### GIVEN ENTRIES
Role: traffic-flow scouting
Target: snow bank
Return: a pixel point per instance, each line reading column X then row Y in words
* * *
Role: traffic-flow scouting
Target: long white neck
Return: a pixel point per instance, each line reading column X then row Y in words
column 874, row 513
==
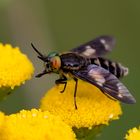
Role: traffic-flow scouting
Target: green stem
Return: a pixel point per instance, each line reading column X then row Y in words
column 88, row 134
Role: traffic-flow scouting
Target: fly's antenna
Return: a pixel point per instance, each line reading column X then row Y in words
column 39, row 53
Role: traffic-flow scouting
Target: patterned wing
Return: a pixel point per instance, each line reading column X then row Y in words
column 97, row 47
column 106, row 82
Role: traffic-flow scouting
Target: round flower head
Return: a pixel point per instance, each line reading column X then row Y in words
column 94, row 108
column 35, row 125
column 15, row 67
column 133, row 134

### EXERCISE AIM
Collect every line in the rows above that contains the string "Target", and list those lines in their original order.

### EXPECTED OUTPUT
Target: snow bank
Target: long white neck
Target: green stem
Target: fly's antenna
Target: patterned wing
Target: round flower head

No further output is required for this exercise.